However, what are the limits of this collaborative governance in addressing this triple crisis? To answer this question, let us return to the plan to build an international airport at Notre-Dame-des-Landes. In many ways, this issue has become a mobilising or “nodal” issue for a number of demands against both national and local policies, in which protesters against the airport have also contested the dominant narrative of urban boosterism which has underpinned the official discourses of Nantes. At the end of February 2016, demonstrators against the new airport linked the campaign against the airport to a number of adjacent grievances and demands.

Such articulations were captured in a statement from Christine Poupin, one of the national leaders of the New AntiCapitalist  Party, who participating at the February 2016 anti-airport protest in Nantes claimed that ‘there is a moment when it becomes necessary to say “STOP” … STOP to the airport obviously, but also STOP to its world, and its world is the same as that as the state of emergency as that of the destruction of the employment law…’ Students protesting in Nantes against the reform of labour rights made similar equivalences between struggles, with the regional newspaper, Ouest-France reporting: ‘they shout against police violence, the airport, capitalism, government, bosses.’. Indeed, the project at Notre-Dame-des-Landes has come to be seen as an ‘ideological battle’, in which there is a challenge both to the entire growth model, which many commentators have suggested is a key motif of the Nantes project, and to the very legitimacy of the French state. As expected, the referendum, which François Hollande publicly constructed as putting an end once and for all to debate over the airport has clearly failed to do so.  Local residents have vowed to continue their campaign, with judicial reviews still in place over environmental impacts of the planned infrastructure on water and on rare species. Moreover, as we suggested above, protesters on the ZAD, the renamed  ‘zone to defend’, which covers the proposed airport site, have established their own camps; they have built spaces in which to develop and showcase new ways of living, as well as exhibiting new forms of relationships. They are also preparing to defend another attempt to evict them forcibly from the site.

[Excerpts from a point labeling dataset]
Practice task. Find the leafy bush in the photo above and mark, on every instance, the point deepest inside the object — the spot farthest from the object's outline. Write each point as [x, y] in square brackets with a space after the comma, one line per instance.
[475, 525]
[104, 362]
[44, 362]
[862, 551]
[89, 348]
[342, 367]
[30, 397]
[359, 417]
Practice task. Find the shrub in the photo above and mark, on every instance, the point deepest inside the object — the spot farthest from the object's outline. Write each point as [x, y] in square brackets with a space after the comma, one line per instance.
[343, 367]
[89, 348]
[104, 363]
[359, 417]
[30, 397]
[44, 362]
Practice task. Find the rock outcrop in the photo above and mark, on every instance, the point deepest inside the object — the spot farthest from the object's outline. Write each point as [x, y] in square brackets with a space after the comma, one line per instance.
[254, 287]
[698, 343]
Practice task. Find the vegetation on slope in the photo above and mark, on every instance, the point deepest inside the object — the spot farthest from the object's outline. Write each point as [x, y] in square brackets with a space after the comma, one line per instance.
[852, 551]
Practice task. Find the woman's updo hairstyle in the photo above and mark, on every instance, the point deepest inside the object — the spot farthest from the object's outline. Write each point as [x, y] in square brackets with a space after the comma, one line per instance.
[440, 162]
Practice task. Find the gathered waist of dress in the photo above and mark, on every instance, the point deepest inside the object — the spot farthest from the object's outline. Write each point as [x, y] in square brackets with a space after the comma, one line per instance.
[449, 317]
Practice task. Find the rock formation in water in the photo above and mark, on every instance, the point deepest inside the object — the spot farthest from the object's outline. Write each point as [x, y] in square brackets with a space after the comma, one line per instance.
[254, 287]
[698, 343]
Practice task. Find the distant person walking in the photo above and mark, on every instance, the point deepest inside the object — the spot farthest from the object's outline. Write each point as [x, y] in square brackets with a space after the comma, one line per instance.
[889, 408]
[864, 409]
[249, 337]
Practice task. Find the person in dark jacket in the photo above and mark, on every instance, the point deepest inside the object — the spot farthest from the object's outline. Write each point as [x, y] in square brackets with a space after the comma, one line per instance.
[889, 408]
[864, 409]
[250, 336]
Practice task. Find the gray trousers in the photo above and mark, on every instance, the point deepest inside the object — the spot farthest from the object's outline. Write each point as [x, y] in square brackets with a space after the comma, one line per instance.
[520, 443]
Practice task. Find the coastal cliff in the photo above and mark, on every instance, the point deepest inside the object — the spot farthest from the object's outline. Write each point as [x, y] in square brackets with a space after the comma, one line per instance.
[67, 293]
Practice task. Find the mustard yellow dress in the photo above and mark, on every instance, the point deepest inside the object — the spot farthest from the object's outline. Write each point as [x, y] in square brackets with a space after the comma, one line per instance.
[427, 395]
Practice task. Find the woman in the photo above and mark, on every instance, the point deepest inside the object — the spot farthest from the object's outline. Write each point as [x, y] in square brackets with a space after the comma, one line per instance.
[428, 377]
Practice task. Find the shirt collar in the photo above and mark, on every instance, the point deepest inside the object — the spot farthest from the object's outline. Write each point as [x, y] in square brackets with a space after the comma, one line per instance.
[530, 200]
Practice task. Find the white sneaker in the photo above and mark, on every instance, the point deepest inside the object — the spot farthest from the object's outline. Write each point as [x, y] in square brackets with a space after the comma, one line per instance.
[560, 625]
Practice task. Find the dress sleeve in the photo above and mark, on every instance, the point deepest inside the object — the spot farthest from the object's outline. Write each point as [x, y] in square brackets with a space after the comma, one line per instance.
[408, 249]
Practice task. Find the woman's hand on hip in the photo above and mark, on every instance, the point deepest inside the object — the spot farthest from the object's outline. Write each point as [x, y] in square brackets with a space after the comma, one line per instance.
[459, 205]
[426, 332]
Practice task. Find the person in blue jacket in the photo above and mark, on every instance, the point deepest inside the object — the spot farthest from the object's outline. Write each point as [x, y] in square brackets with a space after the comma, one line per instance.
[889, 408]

**Set exercise 1**
Answer these questions from the passage on the Notre-Dame-des-Landes airport.
(a) When did demonstrators link the campaign against the new airport to adjacent grievances and demands?
(b) Christine Poupin is one of the national leaders of which party?
(c) What is the ZAD's renamed title?
**Set exercise 2**
Go on with the passage on the Notre-Dame-des-Landes airport, picking up after its final sentence.

**Expected answer 1**
(a) At the end of February 2016.
(b) The New AntiCapitalist Party.
(c) The "zone to defend."

**Expected answer 2**
Such protests and campaigns, coupled with the painful creation of alternative spaces, evoke the limits of new forms of collaborative governance, while exposing various techniques and forms of depoliticisation. The latter might be seen as endeavours to exclude potential alternatives to the current regimes and models of governance under the guise of ‘pragmatic politics’ and the reaching of a rational consensus. Our intuition in this regard is that certain forms of protest and alienation may be rendered invisible or displaced by the dominant discourse of integration and community cohesion (as was arguably the case in the UK as part of the Third Way discourse). It is also possible in this regard that the local and national media focus on the overt and intense protests against the building of a new international airport in Nantes may serve unwittingly to conceal other sets of underlying tensions and cleavages. The protests against the airport have been largely spearheaded by middle-class environmentalists, peasants and anarchists, whereas the troubled neighbourhoods affected by the financial crisis tend to reflect class and ethnic divisions. By ‘following the protest’, while remaining attentive to the way in which ‘political resistance discloses the true operation of power’, our future fieldwork will focus on these related issues.

Steven Griggs is Professor of Public Policy at De Montfort University, David Howarth is Professor in Social and Political Theory at the University of Essex, and Dr. Andrés Feandeiro is a research assistant on the Collaborative Governance under Austerity project at De Montfort University.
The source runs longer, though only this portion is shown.